**Exercise instructions**
Will you quote only the lines starting at the one that contains "on the clear" and ending with the last line of the listing below, inclusive?

[Labeled-object pointing entries]
============================================================

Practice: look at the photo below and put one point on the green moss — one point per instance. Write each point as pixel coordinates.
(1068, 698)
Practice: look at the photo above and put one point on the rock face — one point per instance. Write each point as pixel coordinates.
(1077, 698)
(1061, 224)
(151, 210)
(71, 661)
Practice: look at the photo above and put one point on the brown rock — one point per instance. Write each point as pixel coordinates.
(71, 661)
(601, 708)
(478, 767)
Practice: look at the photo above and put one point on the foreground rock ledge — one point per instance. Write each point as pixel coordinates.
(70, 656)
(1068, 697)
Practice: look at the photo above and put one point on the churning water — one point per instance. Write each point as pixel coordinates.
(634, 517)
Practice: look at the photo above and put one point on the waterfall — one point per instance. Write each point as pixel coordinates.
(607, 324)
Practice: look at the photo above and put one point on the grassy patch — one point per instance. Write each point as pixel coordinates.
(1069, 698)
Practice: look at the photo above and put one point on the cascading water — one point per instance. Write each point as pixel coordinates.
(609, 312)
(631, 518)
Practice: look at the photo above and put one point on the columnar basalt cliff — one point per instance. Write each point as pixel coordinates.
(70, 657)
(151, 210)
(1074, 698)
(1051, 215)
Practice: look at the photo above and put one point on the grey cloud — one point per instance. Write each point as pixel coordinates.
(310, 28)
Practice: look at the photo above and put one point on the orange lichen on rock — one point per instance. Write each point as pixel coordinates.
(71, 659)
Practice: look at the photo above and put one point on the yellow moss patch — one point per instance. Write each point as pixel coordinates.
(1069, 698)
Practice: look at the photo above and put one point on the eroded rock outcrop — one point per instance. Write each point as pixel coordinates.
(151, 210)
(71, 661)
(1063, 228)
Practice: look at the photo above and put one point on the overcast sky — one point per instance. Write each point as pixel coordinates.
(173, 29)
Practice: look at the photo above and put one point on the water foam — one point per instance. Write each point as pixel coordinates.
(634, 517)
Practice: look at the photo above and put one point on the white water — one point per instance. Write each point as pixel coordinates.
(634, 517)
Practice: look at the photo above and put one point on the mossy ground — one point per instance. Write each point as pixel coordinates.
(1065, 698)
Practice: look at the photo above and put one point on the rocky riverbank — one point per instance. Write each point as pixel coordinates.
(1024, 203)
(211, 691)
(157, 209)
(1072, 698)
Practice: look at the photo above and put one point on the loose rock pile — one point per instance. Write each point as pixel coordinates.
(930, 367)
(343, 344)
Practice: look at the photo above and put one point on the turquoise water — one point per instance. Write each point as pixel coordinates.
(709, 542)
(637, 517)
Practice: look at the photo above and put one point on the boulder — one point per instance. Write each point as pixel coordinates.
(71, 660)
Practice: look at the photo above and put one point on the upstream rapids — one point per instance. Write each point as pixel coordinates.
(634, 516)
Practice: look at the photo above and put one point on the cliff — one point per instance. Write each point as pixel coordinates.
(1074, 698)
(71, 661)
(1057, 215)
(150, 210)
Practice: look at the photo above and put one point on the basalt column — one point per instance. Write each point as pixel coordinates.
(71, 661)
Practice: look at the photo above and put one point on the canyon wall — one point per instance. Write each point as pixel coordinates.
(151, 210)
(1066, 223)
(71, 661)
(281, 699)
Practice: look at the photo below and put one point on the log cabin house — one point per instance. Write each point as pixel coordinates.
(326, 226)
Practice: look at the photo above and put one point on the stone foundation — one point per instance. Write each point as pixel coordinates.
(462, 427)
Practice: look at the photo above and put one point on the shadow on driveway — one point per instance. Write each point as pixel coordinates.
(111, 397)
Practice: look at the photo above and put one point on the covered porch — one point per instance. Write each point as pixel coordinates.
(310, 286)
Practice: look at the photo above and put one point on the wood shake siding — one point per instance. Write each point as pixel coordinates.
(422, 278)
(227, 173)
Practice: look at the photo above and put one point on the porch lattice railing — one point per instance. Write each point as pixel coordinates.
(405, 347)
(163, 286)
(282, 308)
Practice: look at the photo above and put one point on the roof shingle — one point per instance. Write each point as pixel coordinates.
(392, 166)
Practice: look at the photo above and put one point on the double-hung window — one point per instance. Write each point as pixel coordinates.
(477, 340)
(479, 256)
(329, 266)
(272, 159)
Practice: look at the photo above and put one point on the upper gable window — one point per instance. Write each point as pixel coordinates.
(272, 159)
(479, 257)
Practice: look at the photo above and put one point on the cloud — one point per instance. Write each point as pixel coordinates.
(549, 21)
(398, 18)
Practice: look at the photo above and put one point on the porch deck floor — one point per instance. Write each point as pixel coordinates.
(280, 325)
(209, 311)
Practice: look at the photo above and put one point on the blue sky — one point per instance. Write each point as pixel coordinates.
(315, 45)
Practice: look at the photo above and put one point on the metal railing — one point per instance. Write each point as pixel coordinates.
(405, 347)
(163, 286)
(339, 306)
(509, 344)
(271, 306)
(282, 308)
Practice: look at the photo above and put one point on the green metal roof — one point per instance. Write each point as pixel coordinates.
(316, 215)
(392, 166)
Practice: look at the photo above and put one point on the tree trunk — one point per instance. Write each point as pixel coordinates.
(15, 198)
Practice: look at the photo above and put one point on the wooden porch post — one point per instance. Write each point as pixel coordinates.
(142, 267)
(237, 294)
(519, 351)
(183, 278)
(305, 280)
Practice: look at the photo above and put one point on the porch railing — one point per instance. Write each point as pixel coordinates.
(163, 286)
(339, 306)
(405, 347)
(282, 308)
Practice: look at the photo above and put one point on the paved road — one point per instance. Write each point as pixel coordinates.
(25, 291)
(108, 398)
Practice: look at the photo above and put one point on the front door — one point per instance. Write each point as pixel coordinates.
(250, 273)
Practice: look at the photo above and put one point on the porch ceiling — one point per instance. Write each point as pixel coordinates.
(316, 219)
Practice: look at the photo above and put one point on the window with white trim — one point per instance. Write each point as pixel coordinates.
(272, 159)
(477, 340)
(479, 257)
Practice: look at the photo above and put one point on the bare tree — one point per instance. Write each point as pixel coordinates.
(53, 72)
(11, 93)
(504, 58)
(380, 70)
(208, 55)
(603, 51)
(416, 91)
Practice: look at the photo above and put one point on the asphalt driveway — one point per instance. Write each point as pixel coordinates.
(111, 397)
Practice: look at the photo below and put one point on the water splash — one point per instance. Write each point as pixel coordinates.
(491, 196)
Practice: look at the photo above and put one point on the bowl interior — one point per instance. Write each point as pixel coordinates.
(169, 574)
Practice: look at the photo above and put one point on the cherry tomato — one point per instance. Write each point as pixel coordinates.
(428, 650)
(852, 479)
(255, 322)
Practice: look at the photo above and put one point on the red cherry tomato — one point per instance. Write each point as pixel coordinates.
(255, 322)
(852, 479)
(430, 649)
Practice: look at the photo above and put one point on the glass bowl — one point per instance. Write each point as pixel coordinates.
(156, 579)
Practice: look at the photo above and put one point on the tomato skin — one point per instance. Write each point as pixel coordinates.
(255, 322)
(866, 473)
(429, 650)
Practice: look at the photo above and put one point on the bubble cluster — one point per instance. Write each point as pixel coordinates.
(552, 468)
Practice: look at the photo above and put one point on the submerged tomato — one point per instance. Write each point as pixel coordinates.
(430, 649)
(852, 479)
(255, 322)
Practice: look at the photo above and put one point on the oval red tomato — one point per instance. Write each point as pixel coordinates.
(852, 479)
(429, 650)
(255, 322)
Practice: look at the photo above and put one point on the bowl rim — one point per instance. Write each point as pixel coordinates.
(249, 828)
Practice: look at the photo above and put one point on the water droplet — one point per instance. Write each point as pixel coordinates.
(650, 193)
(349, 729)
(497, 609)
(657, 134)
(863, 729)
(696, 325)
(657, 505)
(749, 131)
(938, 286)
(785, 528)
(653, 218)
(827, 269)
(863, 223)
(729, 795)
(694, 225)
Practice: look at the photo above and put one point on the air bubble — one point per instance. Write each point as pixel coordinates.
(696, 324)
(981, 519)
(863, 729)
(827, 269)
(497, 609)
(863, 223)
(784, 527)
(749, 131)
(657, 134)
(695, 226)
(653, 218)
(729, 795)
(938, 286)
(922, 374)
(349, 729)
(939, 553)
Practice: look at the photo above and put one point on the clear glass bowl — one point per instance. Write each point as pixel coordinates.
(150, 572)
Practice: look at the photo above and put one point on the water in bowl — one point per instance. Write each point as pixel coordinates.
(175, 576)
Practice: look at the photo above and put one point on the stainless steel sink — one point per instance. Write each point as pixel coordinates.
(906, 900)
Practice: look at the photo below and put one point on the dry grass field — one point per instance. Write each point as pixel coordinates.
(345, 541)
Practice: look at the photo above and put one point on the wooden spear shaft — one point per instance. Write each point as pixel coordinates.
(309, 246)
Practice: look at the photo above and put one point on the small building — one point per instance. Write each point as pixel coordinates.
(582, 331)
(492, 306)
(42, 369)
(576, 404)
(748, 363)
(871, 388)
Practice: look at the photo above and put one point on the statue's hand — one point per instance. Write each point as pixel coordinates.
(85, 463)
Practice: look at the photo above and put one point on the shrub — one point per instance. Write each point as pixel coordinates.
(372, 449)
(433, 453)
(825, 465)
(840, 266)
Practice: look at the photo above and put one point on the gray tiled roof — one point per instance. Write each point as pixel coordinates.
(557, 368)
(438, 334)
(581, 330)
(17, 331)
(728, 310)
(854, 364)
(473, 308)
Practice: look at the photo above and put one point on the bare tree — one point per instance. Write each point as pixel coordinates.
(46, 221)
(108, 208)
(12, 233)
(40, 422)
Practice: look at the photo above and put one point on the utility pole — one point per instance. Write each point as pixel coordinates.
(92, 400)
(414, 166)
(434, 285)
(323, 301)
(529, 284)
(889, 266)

============================================================

**Final result**
Practice: look at the photo above and put one point on the clear glass bowl — one point per instance. Write each point as pixel coordinates.
(150, 572)
Practice: look at the photo above and put one point on the water in bowl — one point per instance. Write each point as pixel coordinates.
(175, 576)
Practice: look at the photo above and put one point on the stainless steel sink — one point per instance. Write each point as pixel coordinates.
(906, 900)
Practice: look at the photo below and put one point on the dry grass field — one point per instance. Write each point as pixel coordinates.
(345, 541)
Practice: look at the photo above and put one point on the wooden spear shaft — one point per instance. Write each point as pixel coordinates.
(309, 246)
Practice: look at the photo above and put one point on the small building — one point per instance. Write each point as pixel coordinates.
(582, 331)
(492, 306)
(42, 369)
(576, 404)
(748, 363)
(871, 388)
Practice: look at the photo above and put one point on the statue's hand — one point per instance. Write each point as pixel coordinates.
(85, 463)
Practice: look at the photo above and put one point on the shrub — one point per instance. Write each point as pixel coordinates.
(372, 449)
(433, 453)
(825, 465)
(840, 266)
Practice: look at the photo above and put one point on the gray tiled roof — one point per instance. Write each point as pixel coordinates.
(557, 368)
(438, 334)
(581, 330)
(17, 331)
(728, 310)
(854, 364)
(473, 308)
Practice: look at the photo above and put one point on the bare tree — one point per instance. Write each point as pixel coordinates.
(46, 221)
(108, 208)
(12, 233)
(40, 422)
Practice: look at the photo above and put one point on the utility pole — one point per instance. Write each point as pixel coordinates.
(92, 400)
(414, 166)
(434, 285)
(323, 301)
(529, 284)
(889, 266)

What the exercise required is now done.